• [PROBLEM REQUIREMENTS]:
Rewrite the material starting at the line that contains "Q: Give the pixel coordinates of a point on the closet" and ending at the line that contains "[[73, 235]]", changing "mark" to "indicate" and leaving everything else unchanged. Omit the pictures from your answer.

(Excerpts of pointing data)
+ + + +
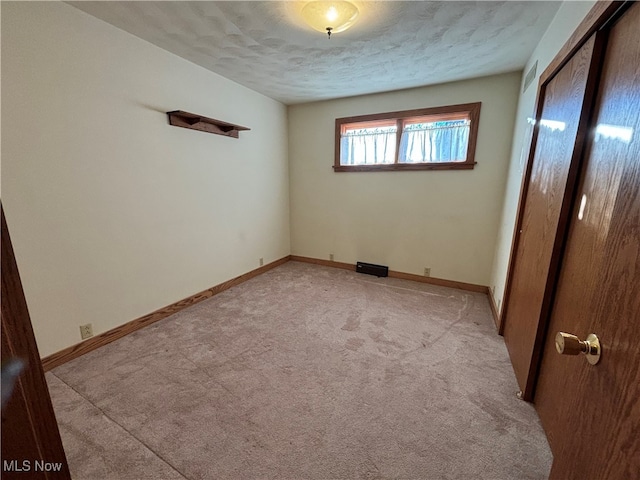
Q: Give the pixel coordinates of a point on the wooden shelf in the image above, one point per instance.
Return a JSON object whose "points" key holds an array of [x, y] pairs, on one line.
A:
{"points": [[178, 118]]}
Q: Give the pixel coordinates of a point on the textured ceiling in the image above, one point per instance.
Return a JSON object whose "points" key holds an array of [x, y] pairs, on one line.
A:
{"points": [[267, 47]]}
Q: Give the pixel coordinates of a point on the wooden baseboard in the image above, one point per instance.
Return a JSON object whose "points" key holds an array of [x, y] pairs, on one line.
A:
{"points": [[75, 351], [405, 276], [109, 336], [494, 309]]}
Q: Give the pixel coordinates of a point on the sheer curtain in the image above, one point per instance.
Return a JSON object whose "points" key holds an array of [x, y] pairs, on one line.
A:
{"points": [[444, 141], [368, 146]]}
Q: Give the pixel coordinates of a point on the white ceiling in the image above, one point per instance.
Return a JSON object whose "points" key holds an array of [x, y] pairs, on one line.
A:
{"points": [[266, 46]]}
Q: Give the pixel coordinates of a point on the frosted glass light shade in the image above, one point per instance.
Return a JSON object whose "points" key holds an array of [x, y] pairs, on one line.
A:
{"points": [[333, 16]]}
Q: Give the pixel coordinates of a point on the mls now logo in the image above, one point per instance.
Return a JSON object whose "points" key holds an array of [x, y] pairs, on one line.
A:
{"points": [[25, 466]]}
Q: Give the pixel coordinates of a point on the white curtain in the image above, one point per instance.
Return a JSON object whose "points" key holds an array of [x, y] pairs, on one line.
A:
{"points": [[368, 146], [444, 141]]}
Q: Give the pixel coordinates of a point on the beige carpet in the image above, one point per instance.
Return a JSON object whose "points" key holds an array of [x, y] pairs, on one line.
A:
{"points": [[304, 372]]}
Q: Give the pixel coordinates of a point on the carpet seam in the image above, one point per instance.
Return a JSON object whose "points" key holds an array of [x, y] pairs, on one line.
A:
{"points": [[123, 428]]}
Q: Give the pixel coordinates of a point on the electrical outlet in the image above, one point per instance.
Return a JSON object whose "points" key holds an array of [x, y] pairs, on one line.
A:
{"points": [[86, 331]]}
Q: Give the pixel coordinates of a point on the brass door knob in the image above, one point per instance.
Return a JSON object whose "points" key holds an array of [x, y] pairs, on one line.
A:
{"points": [[568, 344]]}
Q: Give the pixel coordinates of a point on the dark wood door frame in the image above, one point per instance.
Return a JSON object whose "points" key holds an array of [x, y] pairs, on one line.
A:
{"points": [[599, 16], [30, 435]]}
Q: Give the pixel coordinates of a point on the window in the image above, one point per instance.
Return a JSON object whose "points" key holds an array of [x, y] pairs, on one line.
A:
{"points": [[424, 139]]}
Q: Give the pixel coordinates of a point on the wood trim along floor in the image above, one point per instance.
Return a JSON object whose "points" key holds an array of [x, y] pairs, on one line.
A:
{"points": [[109, 336], [471, 287], [75, 351]]}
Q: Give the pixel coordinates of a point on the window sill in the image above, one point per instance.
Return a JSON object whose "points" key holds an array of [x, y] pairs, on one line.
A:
{"points": [[394, 167]]}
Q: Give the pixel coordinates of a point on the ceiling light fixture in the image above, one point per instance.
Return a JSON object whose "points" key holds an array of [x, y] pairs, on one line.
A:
{"points": [[330, 17]]}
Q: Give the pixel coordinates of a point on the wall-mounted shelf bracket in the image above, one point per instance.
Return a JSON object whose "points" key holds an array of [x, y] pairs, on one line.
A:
{"points": [[178, 118]]}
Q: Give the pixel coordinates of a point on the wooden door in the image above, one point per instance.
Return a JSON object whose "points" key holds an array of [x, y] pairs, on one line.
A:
{"points": [[592, 413], [31, 444], [558, 148]]}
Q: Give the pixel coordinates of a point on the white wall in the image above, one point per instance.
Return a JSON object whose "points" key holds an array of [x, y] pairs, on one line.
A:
{"points": [[569, 16], [114, 213], [445, 220]]}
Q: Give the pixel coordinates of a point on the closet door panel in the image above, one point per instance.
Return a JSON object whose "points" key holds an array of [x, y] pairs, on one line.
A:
{"points": [[558, 148]]}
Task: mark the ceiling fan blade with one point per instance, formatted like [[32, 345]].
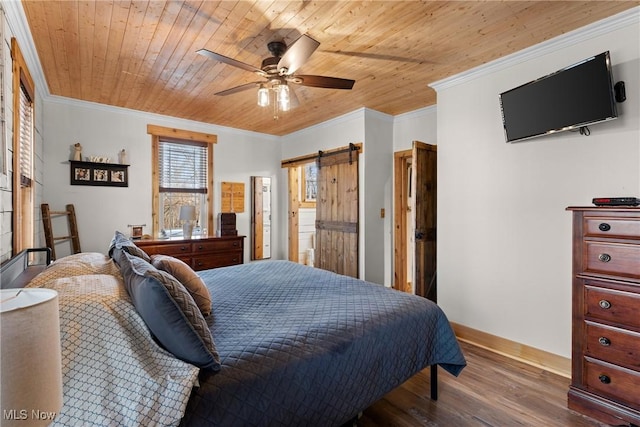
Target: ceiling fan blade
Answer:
[[323, 81], [238, 88], [297, 54], [230, 61]]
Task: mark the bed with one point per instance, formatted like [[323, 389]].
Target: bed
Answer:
[[285, 344]]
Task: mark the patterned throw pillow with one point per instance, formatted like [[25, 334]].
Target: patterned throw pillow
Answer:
[[185, 275], [169, 311], [121, 241], [84, 263]]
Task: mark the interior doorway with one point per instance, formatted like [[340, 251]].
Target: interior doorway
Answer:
[[415, 193]]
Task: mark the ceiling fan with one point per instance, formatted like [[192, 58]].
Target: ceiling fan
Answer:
[[279, 70]]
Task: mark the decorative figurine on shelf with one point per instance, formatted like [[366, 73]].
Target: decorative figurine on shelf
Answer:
[[77, 155], [123, 157]]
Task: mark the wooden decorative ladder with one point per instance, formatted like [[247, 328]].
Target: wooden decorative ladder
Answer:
[[73, 235]]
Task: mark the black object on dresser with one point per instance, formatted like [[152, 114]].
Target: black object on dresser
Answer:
[[605, 360]]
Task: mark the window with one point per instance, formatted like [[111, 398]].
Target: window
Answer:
[[183, 176], [23, 147]]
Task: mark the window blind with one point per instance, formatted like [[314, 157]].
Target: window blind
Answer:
[[183, 167], [26, 137]]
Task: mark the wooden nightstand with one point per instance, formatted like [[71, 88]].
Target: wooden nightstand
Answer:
[[199, 253]]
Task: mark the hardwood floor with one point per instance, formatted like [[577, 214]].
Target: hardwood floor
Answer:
[[492, 391]]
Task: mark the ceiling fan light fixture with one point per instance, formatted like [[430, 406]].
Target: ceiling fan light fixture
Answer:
[[284, 100], [263, 96]]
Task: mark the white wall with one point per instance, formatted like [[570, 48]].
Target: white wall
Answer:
[[504, 237], [419, 125], [375, 195], [104, 131]]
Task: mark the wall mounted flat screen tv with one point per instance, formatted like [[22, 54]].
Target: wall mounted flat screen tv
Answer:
[[579, 95]]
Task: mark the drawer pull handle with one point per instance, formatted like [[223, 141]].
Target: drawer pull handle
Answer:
[[603, 303], [604, 341]]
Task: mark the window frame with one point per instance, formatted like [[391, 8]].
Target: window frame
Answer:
[[159, 133], [23, 196]]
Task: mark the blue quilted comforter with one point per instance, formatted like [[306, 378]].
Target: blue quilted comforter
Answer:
[[306, 347]]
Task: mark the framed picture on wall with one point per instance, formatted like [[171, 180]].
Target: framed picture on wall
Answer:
[[99, 174]]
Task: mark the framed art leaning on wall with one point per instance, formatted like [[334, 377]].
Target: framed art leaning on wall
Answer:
[[100, 174]]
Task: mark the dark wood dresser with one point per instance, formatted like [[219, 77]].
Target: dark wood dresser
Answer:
[[605, 372], [199, 253]]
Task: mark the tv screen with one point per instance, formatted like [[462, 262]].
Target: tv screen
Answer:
[[576, 96]]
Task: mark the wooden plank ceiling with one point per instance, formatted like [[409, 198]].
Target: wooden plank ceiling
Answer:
[[142, 54]]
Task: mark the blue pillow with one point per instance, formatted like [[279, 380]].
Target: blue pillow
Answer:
[[169, 311]]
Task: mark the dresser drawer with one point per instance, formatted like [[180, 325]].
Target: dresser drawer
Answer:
[[222, 245], [613, 306], [219, 260], [612, 227], [612, 381], [613, 345], [173, 249], [614, 259]]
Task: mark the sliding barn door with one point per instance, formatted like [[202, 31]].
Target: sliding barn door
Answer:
[[337, 212], [425, 184]]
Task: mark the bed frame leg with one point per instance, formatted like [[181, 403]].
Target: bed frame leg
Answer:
[[434, 382]]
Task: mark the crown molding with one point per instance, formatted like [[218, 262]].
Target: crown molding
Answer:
[[415, 114], [596, 29], [165, 120]]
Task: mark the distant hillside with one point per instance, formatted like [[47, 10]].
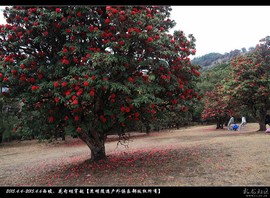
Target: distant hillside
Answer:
[[212, 59]]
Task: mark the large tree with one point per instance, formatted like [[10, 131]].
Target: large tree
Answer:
[[96, 70], [248, 84]]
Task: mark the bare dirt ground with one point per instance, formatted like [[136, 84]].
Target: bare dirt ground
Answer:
[[192, 156]]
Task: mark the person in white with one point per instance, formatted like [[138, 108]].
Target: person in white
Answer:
[[243, 123], [231, 121]]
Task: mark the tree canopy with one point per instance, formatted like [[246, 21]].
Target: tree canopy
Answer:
[[96, 70]]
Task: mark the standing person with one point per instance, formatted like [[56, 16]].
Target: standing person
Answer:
[[235, 127], [243, 123], [231, 121]]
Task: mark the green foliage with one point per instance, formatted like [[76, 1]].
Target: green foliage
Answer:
[[98, 69]]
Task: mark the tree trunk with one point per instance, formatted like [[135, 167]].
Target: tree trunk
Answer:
[[96, 143]]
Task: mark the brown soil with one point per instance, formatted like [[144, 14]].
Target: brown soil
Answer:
[[192, 156]]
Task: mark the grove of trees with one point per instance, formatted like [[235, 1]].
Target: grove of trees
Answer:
[[95, 70]]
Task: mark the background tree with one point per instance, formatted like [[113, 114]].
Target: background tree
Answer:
[[249, 83], [96, 70]]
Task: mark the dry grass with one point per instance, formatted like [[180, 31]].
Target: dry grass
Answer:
[[193, 156]]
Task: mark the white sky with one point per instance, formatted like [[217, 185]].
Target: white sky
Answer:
[[220, 28], [223, 28]]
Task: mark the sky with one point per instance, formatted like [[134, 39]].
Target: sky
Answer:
[[220, 29]]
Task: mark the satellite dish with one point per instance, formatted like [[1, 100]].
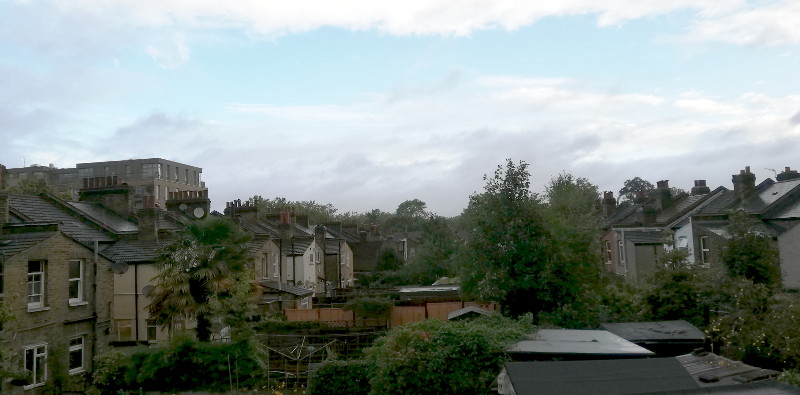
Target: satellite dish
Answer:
[[119, 267]]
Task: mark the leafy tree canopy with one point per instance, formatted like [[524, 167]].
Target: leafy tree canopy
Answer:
[[205, 265]]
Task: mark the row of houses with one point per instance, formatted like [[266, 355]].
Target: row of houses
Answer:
[[636, 234], [76, 273]]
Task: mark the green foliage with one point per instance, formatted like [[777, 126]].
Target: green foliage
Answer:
[[108, 375], [341, 378], [630, 187], [528, 255], [434, 254], [188, 366], [748, 253], [200, 275], [442, 357], [369, 307]]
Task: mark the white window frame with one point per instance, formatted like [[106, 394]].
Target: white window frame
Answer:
[[39, 355], [79, 280], [78, 347], [36, 277]]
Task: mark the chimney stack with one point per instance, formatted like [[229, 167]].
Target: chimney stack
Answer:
[[4, 216], [664, 195], [787, 174], [700, 188], [609, 203], [744, 183]]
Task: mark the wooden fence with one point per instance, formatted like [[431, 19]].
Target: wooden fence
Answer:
[[399, 315]]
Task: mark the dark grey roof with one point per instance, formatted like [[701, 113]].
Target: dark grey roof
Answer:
[[644, 237], [38, 209], [618, 376], [678, 330], [280, 287], [15, 243], [106, 217], [134, 251], [573, 342], [719, 203], [761, 200], [709, 369]]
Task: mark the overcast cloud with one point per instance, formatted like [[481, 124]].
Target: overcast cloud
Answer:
[[365, 105]]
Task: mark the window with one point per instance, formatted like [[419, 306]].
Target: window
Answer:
[[35, 284], [76, 345], [124, 330], [75, 281], [704, 250], [152, 331], [275, 265], [36, 363]]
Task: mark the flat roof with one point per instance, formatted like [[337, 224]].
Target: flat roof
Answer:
[[577, 342]]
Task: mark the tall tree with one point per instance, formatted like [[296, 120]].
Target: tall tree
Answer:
[[748, 253], [197, 271], [509, 256]]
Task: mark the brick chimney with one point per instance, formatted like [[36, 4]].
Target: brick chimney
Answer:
[[700, 188], [609, 203], [246, 211], [148, 220], [744, 183], [664, 195], [787, 174], [4, 216], [109, 194]]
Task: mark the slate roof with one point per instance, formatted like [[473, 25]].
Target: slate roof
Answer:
[[291, 289], [644, 237], [105, 217], [719, 204], [15, 243], [134, 251], [763, 198], [617, 376], [37, 209]]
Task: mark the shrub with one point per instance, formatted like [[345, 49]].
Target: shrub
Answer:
[[443, 357], [341, 378]]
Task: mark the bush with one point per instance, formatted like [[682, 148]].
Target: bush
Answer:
[[341, 378], [443, 357], [368, 307]]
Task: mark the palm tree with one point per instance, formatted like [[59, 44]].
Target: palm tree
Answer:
[[201, 266]]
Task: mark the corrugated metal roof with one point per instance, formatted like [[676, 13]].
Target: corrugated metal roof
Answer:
[[577, 342], [40, 210], [618, 376]]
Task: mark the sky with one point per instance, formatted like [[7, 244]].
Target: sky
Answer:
[[366, 104]]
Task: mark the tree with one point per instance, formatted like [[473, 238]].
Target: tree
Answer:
[[630, 188], [509, 255], [748, 253], [434, 254], [197, 271]]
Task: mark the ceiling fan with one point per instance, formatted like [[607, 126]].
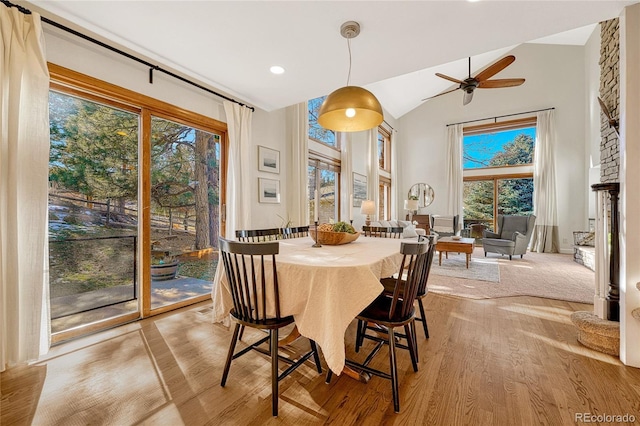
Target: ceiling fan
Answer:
[[481, 81]]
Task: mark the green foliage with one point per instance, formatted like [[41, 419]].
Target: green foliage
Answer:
[[343, 227], [515, 196]]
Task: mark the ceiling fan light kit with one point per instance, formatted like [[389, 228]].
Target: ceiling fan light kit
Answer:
[[350, 108], [481, 81]]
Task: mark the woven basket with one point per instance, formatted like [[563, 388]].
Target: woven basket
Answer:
[[333, 238]]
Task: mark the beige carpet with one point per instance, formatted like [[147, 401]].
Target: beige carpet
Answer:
[[552, 276]]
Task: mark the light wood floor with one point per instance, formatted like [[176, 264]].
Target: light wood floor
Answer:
[[507, 361]]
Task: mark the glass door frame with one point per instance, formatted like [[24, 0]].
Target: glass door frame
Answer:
[[78, 84]]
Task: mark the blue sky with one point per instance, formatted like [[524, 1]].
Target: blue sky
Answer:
[[483, 147]]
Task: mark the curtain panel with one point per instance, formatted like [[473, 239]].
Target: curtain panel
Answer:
[[454, 170], [24, 174], [545, 233], [346, 170], [297, 160], [373, 169]]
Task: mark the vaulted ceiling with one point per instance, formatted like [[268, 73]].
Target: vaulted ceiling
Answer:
[[230, 45]]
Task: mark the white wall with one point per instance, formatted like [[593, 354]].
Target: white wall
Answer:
[[629, 184], [555, 77]]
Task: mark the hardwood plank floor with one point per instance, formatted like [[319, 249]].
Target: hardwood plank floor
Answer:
[[505, 361]]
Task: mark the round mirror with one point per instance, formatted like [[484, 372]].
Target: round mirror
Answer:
[[423, 193]]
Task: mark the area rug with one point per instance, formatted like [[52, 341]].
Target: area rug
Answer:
[[481, 269], [546, 275]]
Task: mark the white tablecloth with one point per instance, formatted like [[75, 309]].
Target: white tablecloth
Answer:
[[325, 288]]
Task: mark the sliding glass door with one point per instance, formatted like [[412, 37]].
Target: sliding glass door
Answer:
[[134, 205]]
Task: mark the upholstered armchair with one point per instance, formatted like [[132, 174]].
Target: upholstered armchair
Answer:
[[512, 238]]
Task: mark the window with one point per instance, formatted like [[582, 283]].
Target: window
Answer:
[[384, 180], [498, 171], [124, 202], [324, 177], [316, 131]]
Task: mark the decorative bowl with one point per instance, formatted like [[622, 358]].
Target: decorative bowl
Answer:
[[333, 238]]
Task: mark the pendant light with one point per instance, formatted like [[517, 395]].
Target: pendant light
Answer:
[[350, 108]]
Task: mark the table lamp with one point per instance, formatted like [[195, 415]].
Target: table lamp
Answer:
[[368, 208], [411, 206]]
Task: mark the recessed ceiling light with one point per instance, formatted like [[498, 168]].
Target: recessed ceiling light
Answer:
[[276, 69]]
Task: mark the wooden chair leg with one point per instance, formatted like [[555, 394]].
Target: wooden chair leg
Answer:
[[423, 318], [415, 339], [329, 375], [232, 348], [316, 357], [274, 372], [411, 343], [361, 329], [394, 370]]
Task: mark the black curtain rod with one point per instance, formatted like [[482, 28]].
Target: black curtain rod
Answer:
[[151, 66], [501, 116]]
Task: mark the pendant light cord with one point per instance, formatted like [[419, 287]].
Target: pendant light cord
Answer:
[[349, 48]]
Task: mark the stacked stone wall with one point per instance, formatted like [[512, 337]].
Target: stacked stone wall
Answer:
[[610, 94]]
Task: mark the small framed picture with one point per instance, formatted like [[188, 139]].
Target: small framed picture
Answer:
[[268, 160], [269, 190]]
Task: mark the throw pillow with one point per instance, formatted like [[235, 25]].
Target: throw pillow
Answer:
[[409, 232]]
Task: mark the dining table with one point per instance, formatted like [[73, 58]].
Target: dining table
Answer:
[[324, 288]]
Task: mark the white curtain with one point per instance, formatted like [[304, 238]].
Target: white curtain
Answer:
[[239, 183], [372, 169], [239, 168], [545, 234], [346, 170], [454, 170], [24, 173], [297, 156], [394, 176]]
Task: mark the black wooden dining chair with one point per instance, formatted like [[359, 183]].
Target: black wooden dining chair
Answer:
[[389, 285], [259, 235], [382, 231], [392, 312], [252, 275], [295, 232]]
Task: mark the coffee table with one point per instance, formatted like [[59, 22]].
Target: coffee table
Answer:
[[448, 244]]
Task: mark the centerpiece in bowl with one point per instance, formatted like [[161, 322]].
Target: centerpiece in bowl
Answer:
[[333, 234]]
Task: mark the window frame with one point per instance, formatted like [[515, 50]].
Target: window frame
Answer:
[[73, 83], [496, 173]]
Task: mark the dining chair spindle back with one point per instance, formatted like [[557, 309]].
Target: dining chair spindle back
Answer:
[[390, 312], [252, 276], [383, 232]]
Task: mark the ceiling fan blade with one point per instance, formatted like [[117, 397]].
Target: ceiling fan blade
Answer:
[[505, 82], [495, 68], [443, 93], [446, 77], [467, 97]]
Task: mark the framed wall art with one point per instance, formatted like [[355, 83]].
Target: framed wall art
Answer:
[[268, 160], [269, 190], [359, 189]]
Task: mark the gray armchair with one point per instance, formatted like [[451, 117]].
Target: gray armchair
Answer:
[[512, 238]]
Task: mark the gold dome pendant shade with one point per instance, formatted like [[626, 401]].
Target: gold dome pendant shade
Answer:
[[350, 108]]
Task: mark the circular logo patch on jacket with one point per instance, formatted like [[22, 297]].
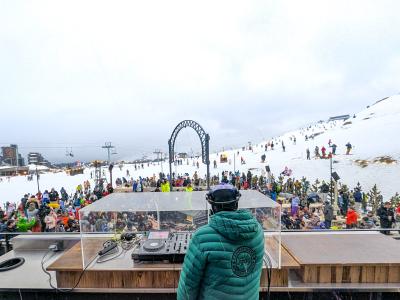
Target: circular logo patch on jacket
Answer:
[[243, 261]]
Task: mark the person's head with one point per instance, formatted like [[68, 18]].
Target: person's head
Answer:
[[223, 198], [10, 223]]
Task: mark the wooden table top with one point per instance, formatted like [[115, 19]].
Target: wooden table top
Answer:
[[343, 249], [71, 260]]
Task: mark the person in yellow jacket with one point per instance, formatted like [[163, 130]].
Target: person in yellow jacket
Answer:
[[189, 188], [165, 188]]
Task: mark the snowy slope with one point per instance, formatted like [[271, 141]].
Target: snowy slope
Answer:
[[373, 133]]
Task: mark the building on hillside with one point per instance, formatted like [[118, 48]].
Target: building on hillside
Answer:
[[10, 154], [338, 118], [35, 158], [182, 155]]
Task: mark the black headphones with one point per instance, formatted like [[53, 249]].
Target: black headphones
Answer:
[[127, 236], [210, 196]]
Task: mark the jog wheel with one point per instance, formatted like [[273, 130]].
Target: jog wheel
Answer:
[[153, 245]]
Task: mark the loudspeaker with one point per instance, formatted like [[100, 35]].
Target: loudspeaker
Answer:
[[335, 176]]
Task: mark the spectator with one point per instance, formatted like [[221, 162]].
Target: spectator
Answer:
[[328, 214], [351, 218], [386, 217]]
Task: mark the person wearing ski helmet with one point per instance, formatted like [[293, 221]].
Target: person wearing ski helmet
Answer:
[[224, 258]]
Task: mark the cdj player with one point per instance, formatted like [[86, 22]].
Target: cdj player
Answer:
[[163, 246]]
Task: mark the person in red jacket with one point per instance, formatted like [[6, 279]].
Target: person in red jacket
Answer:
[[323, 150], [351, 218]]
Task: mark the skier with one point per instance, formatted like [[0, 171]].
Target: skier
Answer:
[[308, 154], [334, 149], [316, 151], [357, 200], [386, 216], [263, 157], [348, 148], [323, 150]]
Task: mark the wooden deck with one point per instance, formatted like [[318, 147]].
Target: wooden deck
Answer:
[[124, 273]]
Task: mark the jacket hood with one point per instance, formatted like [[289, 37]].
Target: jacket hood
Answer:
[[235, 225]]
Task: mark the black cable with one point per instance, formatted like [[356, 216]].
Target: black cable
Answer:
[[51, 284], [268, 263]]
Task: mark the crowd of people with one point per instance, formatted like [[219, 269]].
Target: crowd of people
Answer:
[[58, 211], [50, 211]]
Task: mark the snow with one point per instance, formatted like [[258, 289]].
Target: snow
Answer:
[[373, 133]]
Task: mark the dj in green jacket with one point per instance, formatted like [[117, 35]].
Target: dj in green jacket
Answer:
[[224, 259]]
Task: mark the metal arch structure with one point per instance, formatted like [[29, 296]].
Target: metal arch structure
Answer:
[[205, 145]]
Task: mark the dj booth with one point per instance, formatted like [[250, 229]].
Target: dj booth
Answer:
[[157, 231], [294, 261]]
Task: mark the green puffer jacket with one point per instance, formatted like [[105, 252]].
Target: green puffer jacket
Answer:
[[224, 259]]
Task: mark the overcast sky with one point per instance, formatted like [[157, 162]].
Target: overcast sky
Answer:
[[80, 73]]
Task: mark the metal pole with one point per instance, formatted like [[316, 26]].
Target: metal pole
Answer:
[[161, 164], [37, 179], [234, 162], [171, 159], [208, 175], [207, 159], [17, 162], [331, 186]]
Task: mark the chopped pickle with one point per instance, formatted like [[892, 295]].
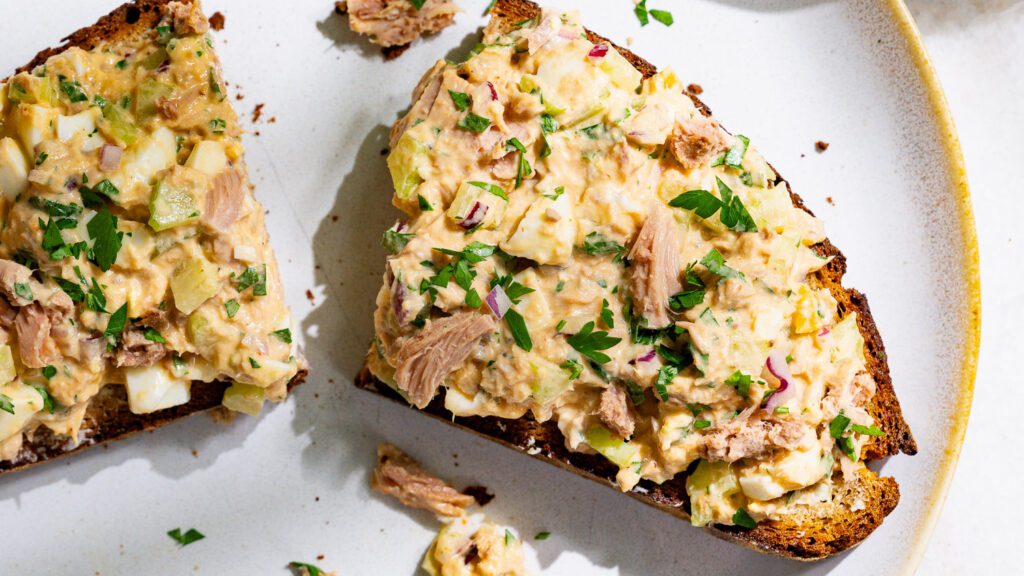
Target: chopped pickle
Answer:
[[172, 204], [245, 398], [193, 283]]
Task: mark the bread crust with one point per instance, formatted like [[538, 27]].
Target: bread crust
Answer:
[[834, 528], [108, 417]]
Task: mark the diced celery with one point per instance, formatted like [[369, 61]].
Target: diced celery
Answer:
[[146, 94], [713, 489], [622, 453], [117, 126], [245, 398], [194, 282], [403, 162], [7, 370], [172, 204]]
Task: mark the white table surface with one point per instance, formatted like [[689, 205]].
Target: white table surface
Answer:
[[977, 46]]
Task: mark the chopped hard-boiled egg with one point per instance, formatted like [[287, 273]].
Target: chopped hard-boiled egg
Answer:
[[13, 169], [153, 387]]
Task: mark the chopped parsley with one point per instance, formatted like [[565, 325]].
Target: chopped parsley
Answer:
[[739, 381], [183, 539], [590, 343], [461, 99], [607, 318], [474, 123], [523, 170], [743, 520], [107, 240], [665, 377], [715, 263], [24, 291], [312, 570], [732, 213], [493, 189], [394, 241], [49, 404], [595, 244]]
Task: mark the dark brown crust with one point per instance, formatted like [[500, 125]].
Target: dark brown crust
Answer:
[[108, 417], [808, 540]]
+ + + +
• [WRITTEN REPLY]:
Q: Give the pixel coordinates of a point on the closet door panel in the image above, one point per instance.
Return a JSON object whose "points" key holds an array of [x, y] pairs, on one line.
A:
{"points": [[558, 148]]}
Task: indicate the ceiling fan blade with one point per instance, formatted like [[32, 345]].
Target: ceiling fan blade
Answer:
[[323, 81], [238, 88], [297, 54], [230, 61]]
Task: indicate the bed with one point per instance, formatted like [[323, 389]].
Target: bed
Answer:
[[285, 344]]
Task: indicate the patterned throw pillow with one point per instance, formatted like [[25, 334]].
Target: patterned throw pillow
Answer:
[[185, 275], [169, 311], [121, 241], [84, 263]]
Task: indicate the interior doorway with one point per instance, formatted like [[340, 251]].
Target: interior doorway
Answer:
[[415, 193]]
Task: indicate the ceiling fan with one point per instance, formatted like [[192, 58]].
Target: ceiling fan
Answer:
[[279, 70]]
Task: indicate the decorative figurine on shelf with one point per instance, formatted like [[366, 73]].
Target: decorative figurine on shelf
Answer:
[[77, 155], [123, 157]]
Task: indicate the wooden decorative ladder with one point per instance, formatted like [[247, 328]].
Target: wooden decorative ladder
Answer:
[[73, 235]]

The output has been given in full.